--- RECORDS PROVIDED ---
____________

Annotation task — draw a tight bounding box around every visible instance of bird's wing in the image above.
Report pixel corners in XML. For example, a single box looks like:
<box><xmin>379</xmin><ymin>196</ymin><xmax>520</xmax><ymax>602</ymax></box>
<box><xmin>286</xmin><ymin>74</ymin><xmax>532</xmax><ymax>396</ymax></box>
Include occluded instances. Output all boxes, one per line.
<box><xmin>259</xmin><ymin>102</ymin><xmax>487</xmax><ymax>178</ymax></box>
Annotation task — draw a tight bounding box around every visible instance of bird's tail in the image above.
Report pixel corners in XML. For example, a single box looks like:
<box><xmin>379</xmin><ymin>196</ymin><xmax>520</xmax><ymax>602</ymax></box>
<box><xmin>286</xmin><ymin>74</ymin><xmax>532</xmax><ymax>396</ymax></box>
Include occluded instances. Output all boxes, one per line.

____________

Could you rewrite everything from the line containing "tail in the image above." down to the end of the entries, swapping "occluded" for "partially hidden" and leaving the rest unchanged?

Annotation task — draw a tight bounding box around every visible instance of bird's tail in the image above.
Report pixel corners in XML. For example, a single box looks like:
<box><xmin>379</xmin><ymin>196</ymin><xmax>520</xmax><ymax>602</ymax></box>
<box><xmin>286</xmin><ymin>74</ymin><xmax>532</xmax><ymax>396</ymax></box>
Include partially hidden instances. Output all boxes, one per line.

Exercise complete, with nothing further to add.